(Dataset excerpts on object pointing)
* Start *
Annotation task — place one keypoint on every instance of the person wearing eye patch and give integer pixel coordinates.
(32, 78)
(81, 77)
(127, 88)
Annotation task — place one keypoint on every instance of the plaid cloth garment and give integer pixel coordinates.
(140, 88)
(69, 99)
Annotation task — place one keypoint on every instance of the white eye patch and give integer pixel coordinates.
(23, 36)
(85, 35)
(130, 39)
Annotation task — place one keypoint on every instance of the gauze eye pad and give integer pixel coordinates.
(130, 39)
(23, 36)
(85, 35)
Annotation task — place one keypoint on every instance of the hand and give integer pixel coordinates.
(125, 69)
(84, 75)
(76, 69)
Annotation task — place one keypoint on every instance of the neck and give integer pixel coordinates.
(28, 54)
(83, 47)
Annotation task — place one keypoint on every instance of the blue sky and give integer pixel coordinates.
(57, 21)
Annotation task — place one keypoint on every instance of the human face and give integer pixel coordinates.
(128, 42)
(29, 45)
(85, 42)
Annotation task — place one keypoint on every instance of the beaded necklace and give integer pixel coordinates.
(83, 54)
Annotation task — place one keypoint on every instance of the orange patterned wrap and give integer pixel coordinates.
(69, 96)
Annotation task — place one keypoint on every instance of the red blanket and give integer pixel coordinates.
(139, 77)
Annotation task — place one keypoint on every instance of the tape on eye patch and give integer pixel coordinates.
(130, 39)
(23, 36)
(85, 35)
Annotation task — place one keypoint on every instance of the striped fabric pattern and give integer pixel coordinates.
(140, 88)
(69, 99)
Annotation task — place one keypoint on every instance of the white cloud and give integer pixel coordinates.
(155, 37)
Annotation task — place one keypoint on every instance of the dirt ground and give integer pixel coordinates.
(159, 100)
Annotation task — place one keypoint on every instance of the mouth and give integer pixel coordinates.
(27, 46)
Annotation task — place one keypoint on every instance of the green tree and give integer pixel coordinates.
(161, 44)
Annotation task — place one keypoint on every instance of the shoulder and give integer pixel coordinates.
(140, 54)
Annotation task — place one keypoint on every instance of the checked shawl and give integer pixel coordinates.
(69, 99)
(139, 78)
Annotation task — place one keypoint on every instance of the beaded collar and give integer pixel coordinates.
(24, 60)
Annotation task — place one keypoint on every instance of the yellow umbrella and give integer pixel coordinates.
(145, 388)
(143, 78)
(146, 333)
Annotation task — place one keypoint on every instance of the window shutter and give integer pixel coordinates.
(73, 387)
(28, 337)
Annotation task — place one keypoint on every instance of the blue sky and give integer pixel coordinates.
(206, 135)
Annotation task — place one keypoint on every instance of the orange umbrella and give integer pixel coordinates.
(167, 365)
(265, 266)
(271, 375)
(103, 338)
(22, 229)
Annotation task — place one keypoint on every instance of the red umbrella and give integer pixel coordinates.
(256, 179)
* End *
#### Request
Rewrite all the records above, substituting "whole-number pixel coordinates" for every occurrence of "integer pixel coordinates" and leaving everything else unchanged.

#### Worked solution
Annotation task — place one keypoint on every instance of the person wearing eye patch and give whole-number pixel coordinates.
(32, 78)
(81, 77)
(127, 88)
Annotation task — place one keypoint on every instance of the plaid cloth garment and give whole-number pixel coordinates.
(140, 88)
(69, 99)
Annotation task — place one keypoint on every instance of the white eye patch and give whole-number pixel coordinates.
(23, 36)
(85, 35)
(130, 39)
Annotation task — place one keypoint on every instance of the gauze eye pad and give whole-number pixel coordinates.
(130, 39)
(23, 36)
(85, 35)
Annotation task — place one keypoint on every instance of the hand and give whole-number pixel coordinates.
(125, 69)
(84, 75)
(76, 69)
Annotation task — place one keypoint on every instance of the neck and give whole-number pixel coordinates.
(28, 54)
(83, 47)
Annotation task — place one keypoint on every instance of the blue sky and give whole-number pixel coordinates.
(57, 21)
Annotation task — place one keypoint on every instance of the human face and give whole-number pixel coordinates.
(128, 42)
(29, 45)
(85, 42)
Annotation task — place one keypoint on every instance of the beaded necklace and give whole-number pixel coordinates.
(83, 54)
Annotation task — place one keypoint on every instance of the orange patterned wrap and give whole-number pixel coordinates.
(69, 96)
Annotation task — place one keypoint on every instance of the red blanket and give whole-number pixel coordinates.
(139, 77)
Annotation task — place one keypoint on every instance of the tape on eye patch and give whole-number pixel coordinates.
(130, 39)
(23, 36)
(85, 35)
Annotation task — place one keypoint on every instance of the striped fabric pattern and give whole-number pixel coordinates.
(140, 88)
(69, 99)
Annotation task — place one keypoint on every instance of the white cloud and give whole-number pixel coordinates.
(155, 37)
Annotation task — place one keypoint on every instance of the dirt ground and give whole-number pixel coordinates.
(159, 100)
Annotation task — place one keypoint on every instance of the mouth and give whole-number pixel coordinates.
(27, 46)
Annotation task — place one keypoint on every instance of the green tree and give whole-number pixel coordinates.
(161, 44)
Annotation task — place one keypoint on every instance of the shoulder and give whole-number pixel coordinates.
(140, 54)
Annotation task — place one keypoint on every instance of the checked shawl and give whole-number pixel coordinates.
(69, 99)
(139, 78)
Annotation task — place one keypoint on every instance of the beaded collar and give whole-number pixel coordinates.
(24, 60)
Annotation task — place one keypoint on every instance of the yellow umbrella and give whole-number pixel coordinates.
(145, 388)
(143, 78)
(146, 333)
Annotation task — place one keypoint on every instance of the window shutter and give whole-number pixel coordinates.
(73, 387)
(28, 337)
Annotation task — place one keypoint on every instance of the blue sky and give whole-number pixel coordinates.
(206, 135)
Annotation task — place one keypoint on every instance of the orange umbrella and give whole-number pixel coordinates.
(167, 365)
(265, 266)
(271, 375)
(103, 338)
(22, 229)
Annotation task — place one keypoint on every instance of the red umbrella and give whole-number pixel coordinates.
(256, 179)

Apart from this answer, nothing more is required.